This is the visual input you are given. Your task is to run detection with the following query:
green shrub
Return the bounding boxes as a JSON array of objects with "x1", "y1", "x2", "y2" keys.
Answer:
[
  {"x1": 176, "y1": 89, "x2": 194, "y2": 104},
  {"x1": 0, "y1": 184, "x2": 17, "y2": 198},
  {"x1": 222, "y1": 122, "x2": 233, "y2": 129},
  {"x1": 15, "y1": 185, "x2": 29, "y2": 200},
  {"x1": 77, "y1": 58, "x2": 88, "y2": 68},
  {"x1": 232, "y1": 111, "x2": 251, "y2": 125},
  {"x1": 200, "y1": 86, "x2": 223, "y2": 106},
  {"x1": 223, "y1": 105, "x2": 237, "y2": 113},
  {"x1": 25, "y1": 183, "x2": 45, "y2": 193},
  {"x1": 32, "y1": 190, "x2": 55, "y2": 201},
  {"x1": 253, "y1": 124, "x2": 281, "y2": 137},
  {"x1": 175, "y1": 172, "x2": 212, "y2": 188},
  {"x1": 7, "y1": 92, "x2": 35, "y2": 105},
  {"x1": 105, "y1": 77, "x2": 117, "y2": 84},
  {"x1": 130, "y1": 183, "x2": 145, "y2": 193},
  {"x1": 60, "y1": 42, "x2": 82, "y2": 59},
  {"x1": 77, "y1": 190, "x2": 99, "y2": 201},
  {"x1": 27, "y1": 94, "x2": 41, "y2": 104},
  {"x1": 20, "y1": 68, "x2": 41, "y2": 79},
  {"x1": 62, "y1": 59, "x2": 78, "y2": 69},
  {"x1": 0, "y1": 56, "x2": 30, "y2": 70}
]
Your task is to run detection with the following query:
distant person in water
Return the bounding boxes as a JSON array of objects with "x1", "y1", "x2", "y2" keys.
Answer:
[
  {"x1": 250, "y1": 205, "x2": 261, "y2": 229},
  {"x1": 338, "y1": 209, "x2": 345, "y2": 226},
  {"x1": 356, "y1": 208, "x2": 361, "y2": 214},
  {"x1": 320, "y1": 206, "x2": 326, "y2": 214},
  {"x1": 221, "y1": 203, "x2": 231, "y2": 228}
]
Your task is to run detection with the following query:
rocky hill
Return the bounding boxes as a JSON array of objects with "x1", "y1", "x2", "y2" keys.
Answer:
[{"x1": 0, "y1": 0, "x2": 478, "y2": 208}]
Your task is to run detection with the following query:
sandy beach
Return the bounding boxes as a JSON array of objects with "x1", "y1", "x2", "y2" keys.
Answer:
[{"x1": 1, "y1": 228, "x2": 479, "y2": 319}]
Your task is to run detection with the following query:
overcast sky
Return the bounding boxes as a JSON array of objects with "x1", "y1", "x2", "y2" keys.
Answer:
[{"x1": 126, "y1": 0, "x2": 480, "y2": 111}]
****************
__TASK ITEM__. Copy out every record above exactly as written.

__ANSWER__.
This is the visual input you are given. Your task is to run detection with the following query:
green shrub
Return the bounding boxes as a JSON array of objects with "x1", "y1", "x2", "y2" keys.
Answer:
[
  {"x1": 176, "y1": 89, "x2": 194, "y2": 104},
  {"x1": 0, "y1": 184, "x2": 17, "y2": 198},
  {"x1": 222, "y1": 122, "x2": 233, "y2": 129},
  {"x1": 15, "y1": 185, "x2": 29, "y2": 200},
  {"x1": 77, "y1": 58, "x2": 88, "y2": 68},
  {"x1": 232, "y1": 111, "x2": 251, "y2": 125},
  {"x1": 200, "y1": 86, "x2": 223, "y2": 106},
  {"x1": 223, "y1": 105, "x2": 237, "y2": 113},
  {"x1": 25, "y1": 183, "x2": 45, "y2": 193},
  {"x1": 32, "y1": 190, "x2": 55, "y2": 201},
  {"x1": 253, "y1": 124, "x2": 281, "y2": 137},
  {"x1": 175, "y1": 172, "x2": 212, "y2": 188},
  {"x1": 7, "y1": 92, "x2": 35, "y2": 105},
  {"x1": 105, "y1": 77, "x2": 117, "y2": 84},
  {"x1": 130, "y1": 183, "x2": 145, "y2": 193},
  {"x1": 60, "y1": 42, "x2": 82, "y2": 59},
  {"x1": 77, "y1": 190, "x2": 99, "y2": 201},
  {"x1": 27, "y1": 94, "x2": 41, "y2": 104},
  {"x1": 20, "y1": 68, "x2": 41, "y2": 79},
  {"x1": 62, "y1": 59, "x2": 78, "y2": 69},
  {"x1": 0, "y1": 56, "x2": 30, "y2": 70}
]
Your task is to run detection with the following query:
distant person in water
Return the bounding boxes as a JSON array of objects with "x1", "y1", "x2", "y2" keys.
Answer:
[
  {"x1": 250, "y1": 205, "x2": 261, "y2": 229},
  {"x1": 338, "y1": 209, "x2": 345, "y2": 226},
  {"x1": 356, "y1": 208, "x2": 361, "y2": 214},
  {"x1": 320, "y1": 206, "x2": 326, "y2": 214},
  {"x1": 221, "y1": 203, "x2": 231, "y2": 228}
]
Your task is to run detection with the following query:
rocky hill
Return the bounding boxes as a JSON array of objects with "x1", "y1", "x2", "y2" keys.
Answer:
[{"x1": 0, "y1": 0, "x2": 478, "y2": 208}]
Your task is to run detection with the following query:
sandy beach
Return the bounding boxes as a JSON array of objects with "x1", "y1", "x2", "y2" keys.
Answer:
[{"x1": 1, "y1": 228, "x2": 479, "y2": 319}]
Your task is to run detection with the following query:
overcast sky
Return the bounding boxes as a JSON array of objects with "x1", "y1", "x2", "y2" keys.
Answer:
[{"x1": 126, "y1": 0, "x2": 480, "y2": 111}]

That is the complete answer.